---- Rows

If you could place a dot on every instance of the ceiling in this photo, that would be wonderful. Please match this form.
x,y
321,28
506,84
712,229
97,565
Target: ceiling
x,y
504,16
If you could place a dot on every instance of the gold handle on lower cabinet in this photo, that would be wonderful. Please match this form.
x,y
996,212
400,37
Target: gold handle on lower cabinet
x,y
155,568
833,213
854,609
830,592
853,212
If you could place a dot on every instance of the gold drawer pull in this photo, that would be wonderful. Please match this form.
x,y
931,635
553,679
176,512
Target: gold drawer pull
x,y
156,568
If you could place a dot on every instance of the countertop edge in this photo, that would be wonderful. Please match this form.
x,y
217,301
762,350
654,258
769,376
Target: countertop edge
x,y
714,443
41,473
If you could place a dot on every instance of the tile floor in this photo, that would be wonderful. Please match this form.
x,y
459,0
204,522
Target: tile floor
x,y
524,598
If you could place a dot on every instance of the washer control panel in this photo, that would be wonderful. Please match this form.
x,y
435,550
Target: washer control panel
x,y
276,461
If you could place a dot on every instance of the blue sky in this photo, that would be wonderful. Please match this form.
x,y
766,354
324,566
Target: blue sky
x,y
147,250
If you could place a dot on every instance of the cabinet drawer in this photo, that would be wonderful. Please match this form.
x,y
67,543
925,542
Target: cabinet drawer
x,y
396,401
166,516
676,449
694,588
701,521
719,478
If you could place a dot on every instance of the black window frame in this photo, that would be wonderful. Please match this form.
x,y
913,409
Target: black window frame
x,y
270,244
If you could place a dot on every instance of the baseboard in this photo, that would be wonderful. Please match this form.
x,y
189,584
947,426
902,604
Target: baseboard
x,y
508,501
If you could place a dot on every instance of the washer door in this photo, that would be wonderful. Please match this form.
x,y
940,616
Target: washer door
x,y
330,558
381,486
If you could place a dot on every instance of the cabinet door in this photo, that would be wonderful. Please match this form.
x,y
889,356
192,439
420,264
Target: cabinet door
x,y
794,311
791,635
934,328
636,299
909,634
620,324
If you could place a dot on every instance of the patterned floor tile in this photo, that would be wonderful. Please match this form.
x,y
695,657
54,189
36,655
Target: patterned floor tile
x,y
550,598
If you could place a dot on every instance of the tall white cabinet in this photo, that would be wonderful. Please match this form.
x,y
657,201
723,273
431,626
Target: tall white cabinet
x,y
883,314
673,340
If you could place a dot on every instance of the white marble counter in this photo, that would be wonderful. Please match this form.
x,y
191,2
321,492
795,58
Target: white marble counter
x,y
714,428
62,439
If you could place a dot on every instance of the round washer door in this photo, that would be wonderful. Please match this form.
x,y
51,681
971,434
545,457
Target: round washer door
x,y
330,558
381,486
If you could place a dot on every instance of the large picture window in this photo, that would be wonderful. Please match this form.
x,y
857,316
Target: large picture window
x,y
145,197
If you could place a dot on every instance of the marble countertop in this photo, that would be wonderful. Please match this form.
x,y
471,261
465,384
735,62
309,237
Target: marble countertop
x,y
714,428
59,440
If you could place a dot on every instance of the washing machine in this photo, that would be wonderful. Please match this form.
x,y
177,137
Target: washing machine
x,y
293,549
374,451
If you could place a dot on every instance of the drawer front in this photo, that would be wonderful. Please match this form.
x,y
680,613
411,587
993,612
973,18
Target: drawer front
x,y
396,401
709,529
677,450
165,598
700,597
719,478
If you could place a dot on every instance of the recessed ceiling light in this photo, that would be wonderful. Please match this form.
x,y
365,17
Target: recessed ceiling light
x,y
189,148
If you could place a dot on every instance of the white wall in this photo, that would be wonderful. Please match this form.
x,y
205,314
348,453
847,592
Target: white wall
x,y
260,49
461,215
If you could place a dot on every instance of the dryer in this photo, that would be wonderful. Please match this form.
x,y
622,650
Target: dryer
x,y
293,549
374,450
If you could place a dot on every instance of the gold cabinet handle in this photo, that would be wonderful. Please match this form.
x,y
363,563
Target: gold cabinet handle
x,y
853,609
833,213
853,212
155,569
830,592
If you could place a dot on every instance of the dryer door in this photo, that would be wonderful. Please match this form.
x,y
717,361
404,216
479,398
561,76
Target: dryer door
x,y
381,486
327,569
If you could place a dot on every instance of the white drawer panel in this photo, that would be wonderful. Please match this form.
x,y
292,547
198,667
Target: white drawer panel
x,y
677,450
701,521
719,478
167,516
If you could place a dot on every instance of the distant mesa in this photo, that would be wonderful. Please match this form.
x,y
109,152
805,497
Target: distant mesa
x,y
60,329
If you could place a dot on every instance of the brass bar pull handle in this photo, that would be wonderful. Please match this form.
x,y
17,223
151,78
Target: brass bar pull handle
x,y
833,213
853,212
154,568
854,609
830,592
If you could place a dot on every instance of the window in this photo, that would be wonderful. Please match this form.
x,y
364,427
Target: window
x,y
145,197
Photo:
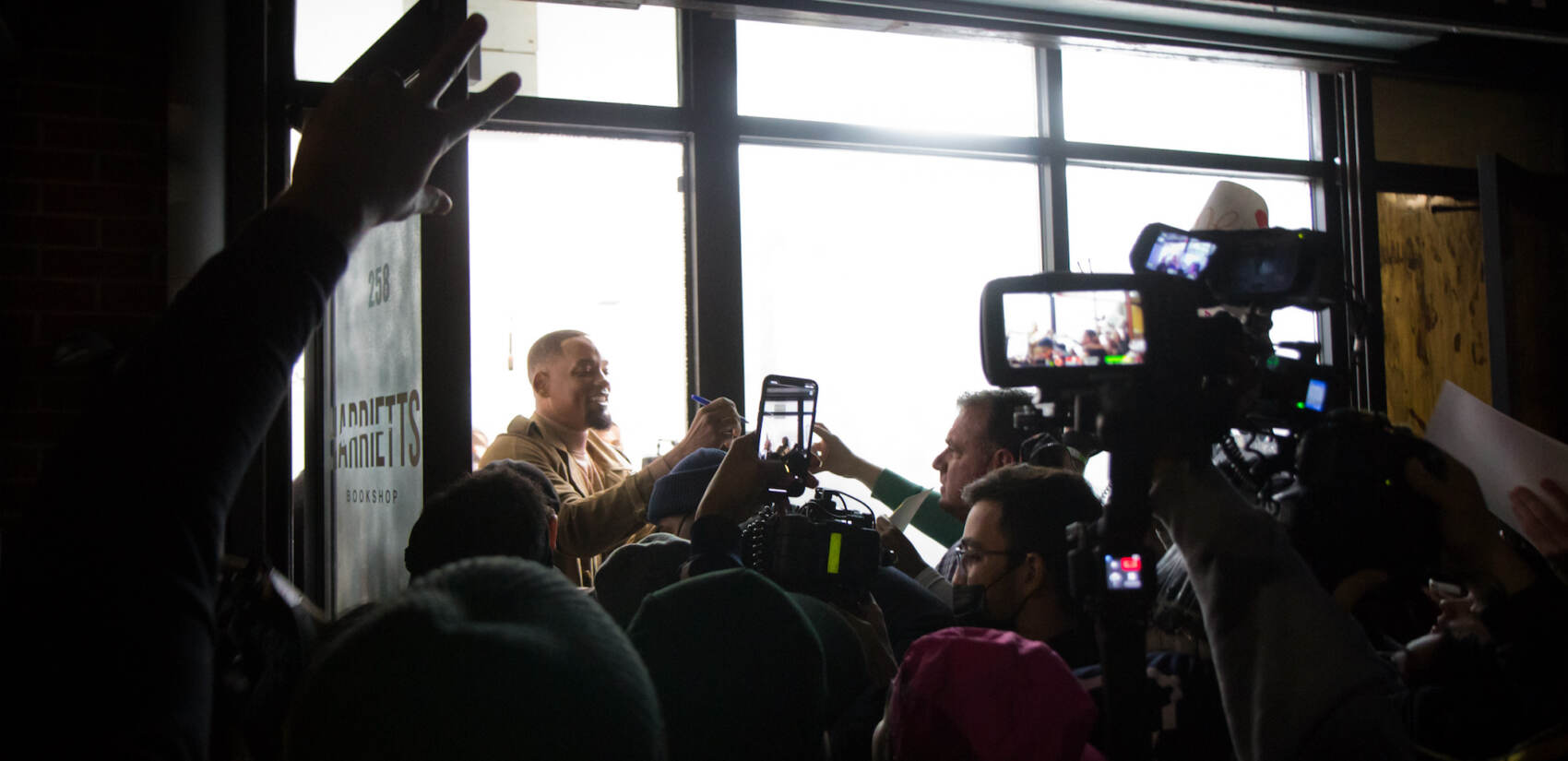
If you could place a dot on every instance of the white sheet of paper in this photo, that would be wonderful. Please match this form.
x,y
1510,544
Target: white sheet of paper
x,y
907,508
1501,451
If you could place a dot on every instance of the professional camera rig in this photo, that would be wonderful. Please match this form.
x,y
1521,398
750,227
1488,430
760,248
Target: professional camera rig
x,y
1167,362
826,546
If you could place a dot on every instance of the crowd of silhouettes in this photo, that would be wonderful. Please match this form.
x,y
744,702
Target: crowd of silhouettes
x,y
1313,635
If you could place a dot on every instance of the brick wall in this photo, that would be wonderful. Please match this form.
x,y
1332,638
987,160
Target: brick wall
x,y
82,217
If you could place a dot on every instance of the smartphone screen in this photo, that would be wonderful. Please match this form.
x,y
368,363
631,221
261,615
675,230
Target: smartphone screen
x,y
1316,393
784,416
1075,328
1175,253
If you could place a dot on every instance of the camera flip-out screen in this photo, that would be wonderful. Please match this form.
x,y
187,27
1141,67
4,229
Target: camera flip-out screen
x,y
1176,253
1075,328
1124,572
1062,330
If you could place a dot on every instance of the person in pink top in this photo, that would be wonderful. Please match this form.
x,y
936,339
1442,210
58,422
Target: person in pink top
x,y
985,696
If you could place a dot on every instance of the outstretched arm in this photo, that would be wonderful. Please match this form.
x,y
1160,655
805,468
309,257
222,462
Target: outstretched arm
x,y
1297,675
114,570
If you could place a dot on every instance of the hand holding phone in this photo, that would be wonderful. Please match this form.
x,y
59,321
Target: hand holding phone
x,y
784,421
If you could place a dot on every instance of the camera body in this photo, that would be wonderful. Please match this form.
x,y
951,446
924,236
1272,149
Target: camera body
x,y
1189,327
819,548
1353,507
1265,268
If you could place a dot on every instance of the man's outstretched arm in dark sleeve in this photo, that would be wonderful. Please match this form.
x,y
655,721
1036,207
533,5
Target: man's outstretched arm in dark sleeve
x,y
107,589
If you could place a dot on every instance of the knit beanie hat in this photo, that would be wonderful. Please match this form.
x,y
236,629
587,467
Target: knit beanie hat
x,y
481,660
842,660
634,572
679,490
737,669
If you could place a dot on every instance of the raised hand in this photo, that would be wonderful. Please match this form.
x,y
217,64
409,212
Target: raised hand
x,y
714,425
836,457
367,152
1543,519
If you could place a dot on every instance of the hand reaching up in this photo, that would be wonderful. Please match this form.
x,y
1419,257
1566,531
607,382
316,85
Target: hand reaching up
x,y
367,152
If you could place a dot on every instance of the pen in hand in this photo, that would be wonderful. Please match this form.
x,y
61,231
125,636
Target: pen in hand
x,y
705,402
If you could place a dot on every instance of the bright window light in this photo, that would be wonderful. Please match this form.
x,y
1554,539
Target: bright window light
x,y
886,80
560,51
862,272
1129,100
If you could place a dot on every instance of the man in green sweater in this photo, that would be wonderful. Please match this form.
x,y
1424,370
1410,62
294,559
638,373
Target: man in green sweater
x,y
980,441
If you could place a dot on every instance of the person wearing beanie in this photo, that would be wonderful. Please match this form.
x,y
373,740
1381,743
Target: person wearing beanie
x,y
502,508
676,494
737,666
985,696
490,658
637,570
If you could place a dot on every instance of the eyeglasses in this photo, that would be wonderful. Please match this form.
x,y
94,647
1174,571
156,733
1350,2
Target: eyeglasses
x,y
971,556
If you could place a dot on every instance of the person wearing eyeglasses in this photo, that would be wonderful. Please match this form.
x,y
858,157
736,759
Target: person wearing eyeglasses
x,y
1014,557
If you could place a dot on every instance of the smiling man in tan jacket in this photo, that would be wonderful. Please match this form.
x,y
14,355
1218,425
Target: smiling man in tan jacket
x,y
604,501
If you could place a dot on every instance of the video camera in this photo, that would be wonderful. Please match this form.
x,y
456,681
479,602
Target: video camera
x,y
1192,322
1175,351
824,548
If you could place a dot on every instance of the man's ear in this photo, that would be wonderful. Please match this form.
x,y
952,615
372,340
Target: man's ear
x,y
1032,575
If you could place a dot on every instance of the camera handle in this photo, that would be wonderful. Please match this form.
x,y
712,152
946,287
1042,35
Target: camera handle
x,y
1120,615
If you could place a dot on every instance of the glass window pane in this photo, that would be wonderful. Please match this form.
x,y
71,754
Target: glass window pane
x,y
1109,208
580,52
585,234
885,78
1129,100
862,272
331,33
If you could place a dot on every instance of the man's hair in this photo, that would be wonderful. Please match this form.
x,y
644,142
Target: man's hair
x,y
1037,507
486,658
496,510
549,347
999,405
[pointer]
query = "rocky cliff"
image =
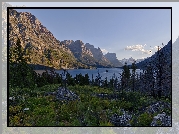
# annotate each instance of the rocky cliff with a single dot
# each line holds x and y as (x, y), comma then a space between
(98, 55)
(113, 59)
(44, 49)
(38, 41)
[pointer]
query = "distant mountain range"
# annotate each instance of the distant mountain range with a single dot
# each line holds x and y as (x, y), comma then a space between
(165, 53)
(45, 49)
(130, 61)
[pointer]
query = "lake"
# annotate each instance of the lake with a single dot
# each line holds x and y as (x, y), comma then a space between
(104, 72)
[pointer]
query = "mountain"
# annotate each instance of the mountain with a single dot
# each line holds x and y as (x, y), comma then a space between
(113, 59)
(38, 41)
(44, 49)
(130, 61)
(98, 55)
(164, 52)
(81, 53)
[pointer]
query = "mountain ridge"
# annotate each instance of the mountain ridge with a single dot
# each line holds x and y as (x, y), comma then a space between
(45, 49)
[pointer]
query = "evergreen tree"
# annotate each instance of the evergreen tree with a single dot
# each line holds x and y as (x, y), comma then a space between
(20, 73)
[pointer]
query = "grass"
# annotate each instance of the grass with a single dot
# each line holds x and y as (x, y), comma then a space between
(89, 111)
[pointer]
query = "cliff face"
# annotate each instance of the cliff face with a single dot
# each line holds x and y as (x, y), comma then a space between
(44, 49)
(98, 55)
(38, 41)
(81, 53)
(113, 59)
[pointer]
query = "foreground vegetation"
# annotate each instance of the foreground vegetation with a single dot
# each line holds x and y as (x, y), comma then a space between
(32, 108)
(99, 100)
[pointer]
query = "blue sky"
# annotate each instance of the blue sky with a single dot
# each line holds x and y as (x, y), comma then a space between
(126, 32)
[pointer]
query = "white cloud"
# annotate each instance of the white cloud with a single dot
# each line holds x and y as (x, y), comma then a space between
(104, 51)
(138, 48)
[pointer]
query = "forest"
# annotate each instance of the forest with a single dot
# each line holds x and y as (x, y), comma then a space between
(52, 99)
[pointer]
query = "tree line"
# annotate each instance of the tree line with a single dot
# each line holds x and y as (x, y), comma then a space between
(155, 79)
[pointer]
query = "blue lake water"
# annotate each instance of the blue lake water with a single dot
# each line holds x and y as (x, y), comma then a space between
(104, 72)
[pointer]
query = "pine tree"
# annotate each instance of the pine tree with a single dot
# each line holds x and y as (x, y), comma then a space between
(20, 73)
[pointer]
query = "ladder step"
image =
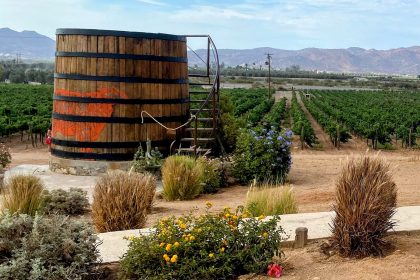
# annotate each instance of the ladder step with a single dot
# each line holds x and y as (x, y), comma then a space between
(199, 129)
(198, 139)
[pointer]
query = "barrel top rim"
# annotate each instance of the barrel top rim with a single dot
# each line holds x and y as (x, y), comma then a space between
(130, 34)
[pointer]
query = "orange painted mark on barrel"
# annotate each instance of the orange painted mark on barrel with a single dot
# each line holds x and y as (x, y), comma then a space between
(83, 131)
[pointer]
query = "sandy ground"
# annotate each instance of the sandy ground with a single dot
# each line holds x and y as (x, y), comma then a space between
(312, 176)
(310, 263)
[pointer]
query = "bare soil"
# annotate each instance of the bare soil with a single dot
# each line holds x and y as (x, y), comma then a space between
(311, 263)
(322, 137)
(312, 176)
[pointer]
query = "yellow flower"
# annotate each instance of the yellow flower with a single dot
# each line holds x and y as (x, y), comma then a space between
(168, 247)
(174, 258)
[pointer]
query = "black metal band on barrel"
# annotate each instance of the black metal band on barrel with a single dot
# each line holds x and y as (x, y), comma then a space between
(104, 156)
(119, 100)
(99, 32)
(104, 145)
(122, 120)
(122, 56)
(119, 79)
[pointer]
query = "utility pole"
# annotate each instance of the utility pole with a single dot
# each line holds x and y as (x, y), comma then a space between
(268, 62)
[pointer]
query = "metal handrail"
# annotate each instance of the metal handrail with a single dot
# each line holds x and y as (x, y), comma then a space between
(215, 86)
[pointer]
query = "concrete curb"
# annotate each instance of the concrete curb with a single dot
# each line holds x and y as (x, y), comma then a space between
(407, 218)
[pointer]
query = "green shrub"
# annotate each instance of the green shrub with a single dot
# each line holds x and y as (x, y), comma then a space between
(71, 202)
(262, 154)
(23, 194)
(121, 200)
(211, 177)
(231, 129)
(366, 198)
(5, 157)
(45, 247)
(270, 199)
(182, 178)
(212, 246)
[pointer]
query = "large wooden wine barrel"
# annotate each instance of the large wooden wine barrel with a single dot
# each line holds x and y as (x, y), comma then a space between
(103, 81)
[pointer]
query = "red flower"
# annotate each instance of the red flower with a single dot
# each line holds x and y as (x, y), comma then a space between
(274, 270)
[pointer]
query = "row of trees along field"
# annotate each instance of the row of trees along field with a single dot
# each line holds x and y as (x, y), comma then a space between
(378, 116)
(25, 108)
(26, 72)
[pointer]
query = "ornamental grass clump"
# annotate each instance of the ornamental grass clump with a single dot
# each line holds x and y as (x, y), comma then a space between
(121, 200)
(182, 178)
(23, 194)
(211, 246)
(71, 202)
(366, 198)
(270, 199)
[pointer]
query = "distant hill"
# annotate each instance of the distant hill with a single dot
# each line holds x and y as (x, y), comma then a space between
(30, 44)
(357, 60)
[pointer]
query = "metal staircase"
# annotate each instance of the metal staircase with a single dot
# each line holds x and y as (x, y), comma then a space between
(202, 135)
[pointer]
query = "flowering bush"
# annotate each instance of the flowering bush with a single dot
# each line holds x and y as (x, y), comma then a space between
(263, 154)
(5, 157)
(211, 246)
(275, 270)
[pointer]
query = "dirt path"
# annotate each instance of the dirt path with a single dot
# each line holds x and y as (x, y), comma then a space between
(311, 263)
(313, 176)
(323, 138)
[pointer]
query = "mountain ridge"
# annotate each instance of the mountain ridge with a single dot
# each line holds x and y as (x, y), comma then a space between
(404, 60)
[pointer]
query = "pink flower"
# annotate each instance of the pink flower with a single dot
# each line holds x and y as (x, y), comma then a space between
(274, 270)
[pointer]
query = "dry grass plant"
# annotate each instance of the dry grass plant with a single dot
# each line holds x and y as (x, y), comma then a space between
(23, 194)
(121, 200)
(366, 198)
(182, 178)
(270, 199)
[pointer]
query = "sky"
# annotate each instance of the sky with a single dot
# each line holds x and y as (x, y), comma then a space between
(240, 24)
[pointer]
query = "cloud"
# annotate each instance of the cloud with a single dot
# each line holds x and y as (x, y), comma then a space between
(152, 2)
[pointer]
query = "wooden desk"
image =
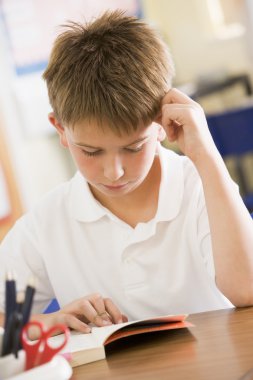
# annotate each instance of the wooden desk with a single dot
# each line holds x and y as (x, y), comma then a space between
(220, 346)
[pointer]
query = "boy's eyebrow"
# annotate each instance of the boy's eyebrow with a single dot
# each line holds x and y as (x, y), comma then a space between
(97, 147)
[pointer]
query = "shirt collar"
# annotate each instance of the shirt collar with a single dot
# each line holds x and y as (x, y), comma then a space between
(84, 207)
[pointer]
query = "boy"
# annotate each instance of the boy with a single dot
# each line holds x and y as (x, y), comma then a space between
(139, 231)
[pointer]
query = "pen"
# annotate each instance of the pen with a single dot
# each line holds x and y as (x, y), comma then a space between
(10, 296)
(17, 325)
(10, 307)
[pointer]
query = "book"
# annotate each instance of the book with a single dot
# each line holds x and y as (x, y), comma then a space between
(87, 348)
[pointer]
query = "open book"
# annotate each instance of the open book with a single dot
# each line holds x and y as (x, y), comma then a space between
(86, 348)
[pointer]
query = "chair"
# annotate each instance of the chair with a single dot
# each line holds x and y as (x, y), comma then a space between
(232, 132)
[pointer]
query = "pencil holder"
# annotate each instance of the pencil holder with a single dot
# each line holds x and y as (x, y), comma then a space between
(12, 368)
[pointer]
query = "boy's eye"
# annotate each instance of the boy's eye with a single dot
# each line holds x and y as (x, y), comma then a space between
(91, 154)
(135, 149)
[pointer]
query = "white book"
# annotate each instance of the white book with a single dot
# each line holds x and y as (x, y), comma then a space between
(86, 348)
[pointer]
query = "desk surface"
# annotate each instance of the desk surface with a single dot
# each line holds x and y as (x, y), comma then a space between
(219, 346)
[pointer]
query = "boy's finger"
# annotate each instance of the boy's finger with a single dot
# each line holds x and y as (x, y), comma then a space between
(176, 96)
(113, 311)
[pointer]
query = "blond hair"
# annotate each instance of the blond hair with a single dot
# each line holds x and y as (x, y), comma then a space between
(113, 70)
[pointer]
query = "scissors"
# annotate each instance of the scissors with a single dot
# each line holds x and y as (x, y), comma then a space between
(40, 351)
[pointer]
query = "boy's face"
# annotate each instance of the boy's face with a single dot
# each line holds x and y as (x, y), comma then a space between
(112, 165)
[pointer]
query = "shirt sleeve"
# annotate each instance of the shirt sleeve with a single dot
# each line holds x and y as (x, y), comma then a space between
(19, 253)
(204, 235)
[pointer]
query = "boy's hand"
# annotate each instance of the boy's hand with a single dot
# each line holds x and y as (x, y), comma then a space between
(184, 121)
(78, 314)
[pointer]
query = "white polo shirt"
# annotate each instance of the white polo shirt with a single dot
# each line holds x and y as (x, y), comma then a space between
(75, 246)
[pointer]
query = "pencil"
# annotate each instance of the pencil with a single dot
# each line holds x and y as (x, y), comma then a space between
(10, 296)
(27, 304)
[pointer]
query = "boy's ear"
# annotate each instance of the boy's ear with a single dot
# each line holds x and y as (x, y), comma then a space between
(161, 133)
(59, 128)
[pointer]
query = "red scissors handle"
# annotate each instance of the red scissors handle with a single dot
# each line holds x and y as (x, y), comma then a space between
(40, 351)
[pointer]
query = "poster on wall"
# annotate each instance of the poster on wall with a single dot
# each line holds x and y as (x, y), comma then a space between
(30, 27)
(5, 204)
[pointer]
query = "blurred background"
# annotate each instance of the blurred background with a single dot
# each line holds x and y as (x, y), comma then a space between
(212, 45)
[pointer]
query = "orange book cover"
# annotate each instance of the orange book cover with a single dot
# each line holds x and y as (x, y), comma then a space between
(86, 348)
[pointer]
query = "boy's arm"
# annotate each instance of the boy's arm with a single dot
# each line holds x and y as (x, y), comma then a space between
(1, 319)
(230, 223)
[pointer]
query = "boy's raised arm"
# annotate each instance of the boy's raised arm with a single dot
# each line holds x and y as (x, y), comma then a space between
(1, 319)
(230, 223)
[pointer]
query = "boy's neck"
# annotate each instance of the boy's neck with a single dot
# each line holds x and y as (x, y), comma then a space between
(140, 205)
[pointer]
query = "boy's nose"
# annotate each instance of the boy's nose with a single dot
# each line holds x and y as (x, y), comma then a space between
(113, 169)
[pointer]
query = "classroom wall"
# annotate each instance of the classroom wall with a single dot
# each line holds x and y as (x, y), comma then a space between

--------

■ **Problem requirements**: Pull out every line of the entries above that contains the string "crowd". Uppercase and lowercase count as different.

■ **Result**:
If you could place a dot on every instance of the crowd of silhouettes in this photo, that would be wonderful. Please match this form.
Target: crowd of silhouettes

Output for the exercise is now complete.